(WORK REQUIRED) Here the job is to transcribe the data verbatim while leaving each picture out.

Top of SUPPLIED DATA

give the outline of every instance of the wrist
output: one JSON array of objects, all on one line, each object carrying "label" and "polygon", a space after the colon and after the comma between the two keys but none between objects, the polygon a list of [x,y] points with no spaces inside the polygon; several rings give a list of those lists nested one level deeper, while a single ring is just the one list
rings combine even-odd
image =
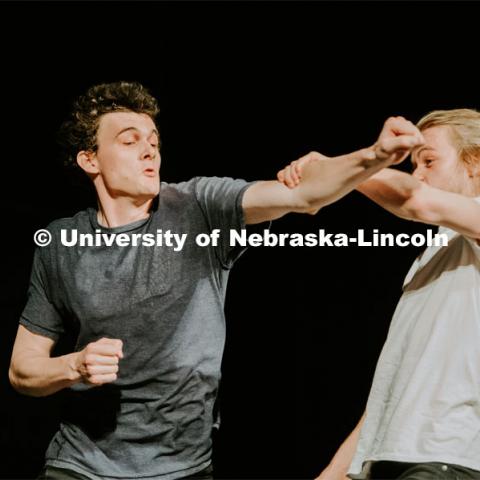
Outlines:
[{"label": "wrist", "polygon": [[392,158],[388,155],[379,156],[379,150],[376,143],[370,147],[360,150],[360,156],[367,168],[378,167],[380,169],[388,167],[392,164]]},{"label": "wrist", "polygon": [[378,171],[392,166],[393,164],[397,163],[398,160],[395,155],[387,155],[386,153],[382,153],[382,150],[376,143],[370,147],[360,150],[360,157],[365,168],[373,168]]},{"label": "wrist", "polygon": [[80,352],[64,356],[67,380],[73,385],[82,381],[80,373]]}]

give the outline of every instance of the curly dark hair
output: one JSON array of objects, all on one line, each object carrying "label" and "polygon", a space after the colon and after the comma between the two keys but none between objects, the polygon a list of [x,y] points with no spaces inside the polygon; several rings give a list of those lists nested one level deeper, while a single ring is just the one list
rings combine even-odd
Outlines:
[{"label": "curly dark hair", "polygon": [[103,83],[90,87],[73,104],[70,116],[58,132],[64,163],[77,167],[77,153],[97,150],[100,117],[110,112],[135,112],[149,115],[155,122],[157,100],[138,82]]}]

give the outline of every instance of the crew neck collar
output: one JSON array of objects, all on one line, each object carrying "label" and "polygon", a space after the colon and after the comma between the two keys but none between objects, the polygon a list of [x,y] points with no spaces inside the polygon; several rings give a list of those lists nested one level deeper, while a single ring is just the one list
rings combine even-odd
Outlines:
[{"label": "crew neck collar", "polygon": [[88,208],[88,216],[90,218],[90,223],[92,224],[92,227],[96,229],[100,229],[104,232],[110,232],[110,233],[123,233],[123,232],[129,232],[131,230],[136,230],[137,228],[142,227],[145,225],[149,220],[150,217],[152,216],[152,211],[150,211],[148,217],[141,218],[140,220],[135,220],[134,222],[127,223],[125,225],[119,225],[118,227],[104,227],[101,225],[97,219],[97,209],[96,208]]}]

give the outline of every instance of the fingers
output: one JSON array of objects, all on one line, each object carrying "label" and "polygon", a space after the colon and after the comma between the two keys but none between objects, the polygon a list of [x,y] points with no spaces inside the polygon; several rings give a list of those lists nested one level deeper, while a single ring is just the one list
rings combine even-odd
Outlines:
[{"label": "fingers", "polygon": [[123,342],[114,338],[101,338],[96,342],[87,345],[91,353],[98,353],[100,355],[116,355],[118,358],[123,358]]},{"label": "fingers", "polygon": [[298,175],[294,172],[292,164],[285,167],[285,182],[289,188],[294,188],[299,182]]},{"label": "fingers", "polygon": [[294,188],[299,182],[298,175],[293,173],[291,165],[287,165],[283,170],[280,170],[277,173],[277,179],[288,188]]},{"label": "fingers", "polygon": [[375,144],[375,154],[378,158],[388,159],[391,164],[396,164],[424,143],[422,133],[412,122],[403,117],[390,117]]},{"label": "fingers", "polygon": [[100,340],[97,340],[96,342],[93,342],[93,343],[101,343],[101,344],[105,344],[105,345],[115,345],[115,346],[120,347],[120,348],[123,346],[123,342],[118,338],[102,337]]},{"label": "fingers", "polygon": [[399,150],[410,151],[422,144],[423,141],[416,135],[400,135],[383,139],[378,147],[381,152],[392,154]]},{"label": "fingers", "polygon": [[379,139],[391,136],[409,135],[415,137],[419,144],[425,143],[422,132],[404,117],[390,117],[384,124]]},{"label": "fingers", "polygon": [[105,383],[114,382],[117,379],[116,373],[100,374],[92,376],[86,383],[90,385],[100,386]]},{"label": "fingers", "polygon": [[107,375],[110,373],[118,372],[118,365],[88,365],[87,364],[87,374],[89,377],[95,375]]},{"label": "fingers", "polygon": [[278,181],[282,182],[289,188],[296,187],[302,178],[303,167],[310,161],[311,159],[306,159],[305,157],[300,160],[294,160],[290,165],[287,165],[283,170],[280,170],[277,173]]},{"label": "fingers", "polygon": [[118,356],[87,353],[85,361],[90,365],[118,365]]},{"label": "fingers", "polygon": [[118,358],[115,358],[116,364],[105,365],[96,363],[92,357],[85,356],[80,369],[82,381],[91,385],[102,385],[115,381],[119,370]]},{"label": "fingers", "polygon": [[295,185],[300,183],[300,169],[298,160],[294,160],[290,163],[290,176]]},{"label": "fingers", "polygon": [[82,379],[90,385],[102,385],[117,379],[119,370],[117,365],[95,365],[85,363],[83,365]]},{"label": "fingers", "polygon": [[79,352],[78,371],[84,383],[103,385],[117,379],[118,362],[123,358],[121,340],[101,338]]}]

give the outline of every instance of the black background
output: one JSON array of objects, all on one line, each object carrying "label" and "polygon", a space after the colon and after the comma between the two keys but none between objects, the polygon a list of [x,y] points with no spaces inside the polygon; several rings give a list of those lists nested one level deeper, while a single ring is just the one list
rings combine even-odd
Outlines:
[{"label": "black background", "polygon": [[[89,86],[138,80],[159,98],[163,180],[270,179],[310,150],[373,143],[389,115],[480,107],[474,2],[0,4],[0,476],[33,477],[55,396],[7,370],[33,232],[92,203],[55,132]],[[408,169],[408,165],[402,165]],[[425,232],[353,192],[273,231]],[[401,284],[419,249],[252,248],[234,268],[217,474],[309,478],[353,428]]]}]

Bottom of SUPPLIED DATA

(OUTPUT OF THE TASK)
give the outline of every instance of the wrist
output: one JSON array of objects, all on one line, each object carrying "label" and "polygon", a space after the colon and after the comma between the two keys but none between objects, the polygon a list of [x,y] points with no spaces inside the polygon; several rings give a list of those lists nested one level deeper, while a single ring is just the one list
rings combine even-odd
image =
Outlines:
[{"label": "wrist", "polygon": [[392,158],[388,155],[379,156],[379,150],[376,143],[370,147],[360,150],[360,156],[367,168],[378,167],[380,169],[388,167],[392,164]]},{"label": "wrist", "polygon": [[378,171],[392,166],[393,164],[397,163],[398,160],[395,155],[387,155],[386,153],[382,153],[382,150],[376,143],[370,147],[360,150],[360,157],[365,168],[373,168]]},{"label": "wrist", "polygon": [[80,352],[64,356],[67,380],[73,385],[82,381],[80,373]]}]

give the outline of every instance of the curly dark hair
output: one JSON array of objects, all on one line, each object carrying "label" and "polygon", a space after the colon and after the comma between the two keys but none between objects, the polygon a list of [x,y] points with no spaces inside the polygon; several rings give a list of those lists nested one level deeper, while a single ring is just the one list
rings combine even-odd
Outlines:
[{"label": "curly dark hair", "polygon": [[103,83],[90,87],[73,104],[70,116],[58,132],[64,163],[77,167],[77,153],[97,150],[100,117],[110,112],[135,112],[149,115],[155,122],[157,100],[138,82]]}]

give the outline of every instance of the crew neck collar
output: one JSON array of objects, all on one line, each object carrying "label" and "polygon", a space after the colon and after the comma between the two keys but none between objects, the polygon a list of [x,y] points with no spaces inside the polygon; several rings give a list of those lists nested one level deeper, while a single ring is just the one list
rings combine even-odd
Outlines:
[{"label": "crew neck collar", "polygon": [[88,208],[88,216],[90,218],[90,223],[92,224],[92,227],[96,229],[100,229],[104,232],[110,232],[110,233],[123,233],[123,232],[129,232],[131,230],[136,230],[137,228],[142,227],[145,225],[149,220],[150,217],[152,216],[152,211],[150,211],[148,217],[141,218],[140,220],[135,220],[134,222],[127,223],[125,225],[119,225],[118,227],[104,227],[101,225],[97,219],[97,209],[96,208]]}]

give the outline of every instance of the fingers
output: one JSON array of objects, all on one line, each object carrying "label" and "polygon", a space after the colon and after the comma between the two keys but none between objects, the polygon a list of [x,y] points with no spaces inside the polygon; several rings give a list of those lists nested one level deeper, while a single ring is just the one list
rings combine even-odd
Outlines:
[{"label": "fingers", "polygon": [[123,342],[114,338],[101,338],[96,342],[87,345],[91,353],[98,353],[100,355],[116,355],[118,358],[123,358]]},{"label": "fingers", "polygon": [[298,175],[294,172],[292,164],[285,167],[285,182],[289,188],[294,188],[299,182]]},{"label": "fingers", "polygon": [[294,188],[299,182],[298,175],[293,173],[291,165],[287,165],[283,170],[280,170],[277,173],[277,179],[288,188]]},{"label": "fingers", "polygon": [[375,144],[375,154],[378,158],[388,159],[391,164],[396,164],[424,143],[422,133],[412,122],[403,117],[390,117]]},{"label": "fingers", "polygon": [[100,340],[97,340],[96,342],[93,342],[93,343],[101,343],[101,344],[105,344],[105,345],[115,345],[115,346],[120,347],[120,348],[123,346],[123,342],[118,338],[102,337]]},{"label": "fingers", "polygon": [[399,150],[410,151],[422,144],[423,141],[416,135],[400,135],[383,139],[378,147],[381,152],[392,154]]},{"label": "fingers", "polygon": [[379,139],[391,136],[409,135],[415,137],[419,144],[425,143],[422,132],[404,117],[390,117],[384,124]]},{"label": "fingers", "polygon": [[105,383],[114,382],[117,379],[116,373],[100,374],[92,376],[86,383],[90,385],[100,386]]},{"label": "fingers", "polygon": [[107,375],[110,373],[118,372],[118,365],[88,365],[87,364],[87,374],[89,377],[95,375]]},{"label": "fingers", "polygon": [[278,181],[282,182],[289,188],[296,187],[302,178],[303,167],[310,161],[311,159],[306,159],[305,157],[300,160],[294,160],[290,165],[287,165],[283,170],[280,170],[277,173]]},{"label": "fingers", "polygon": [[118,356],[87,353],[85,361],[90,365],[118,365]]},{"label": "fingers", "polygon": [[118,358],[115,358],[116,364],[105,365],[96,363],[92,357],[85,356],[80,369],[82,381],[91,385],[102,385],[115,381],[119,370]]},{"label": "fingers", "polygon": [[295,185],[300,183],[300,169],[298,160],[294,160],[290,163],[290,176]]},{"label": "fingers", "polygon": [[82,379],[90,385],[102,385],[117,379],[119,370],[117,365],[95,365],[85,363],[83,365]]},{"label": "fingers", "polygon": [[79,352],[78,371],[84,383],[103,385],[117,379],[118,362],[123,358],[121,340],[101,338]]}]

give the outline of every instance of the black background
output: one JSON array of objects, all on one line, each object carrying "label" and "polygon", a space after the colon and after the comma between the two keys but none between objects, the polygon a list of [x,y] points with no spaces inside the polygon; several rings give a list of those lists nested one level deeper, while a single ring is just the one list
rings combine even-odd
Outlines:
[{"label": "black background", "polygon": [[[89,86],[138,80],[159,98],[163,180],[270,179],[310,150],[373,143],[389,115],[480,107],[474,2],[0,4],[0,476],[33,477],[55,396],[7,370],[33,232],[92,203],[55,132]],[[408,169],[408,165],[402,165]],[[425,232],[353,192],[273,231]],[[401,284],[419,249],[252,248],[234,268],[217,474],[309,478],[353,428]]]}]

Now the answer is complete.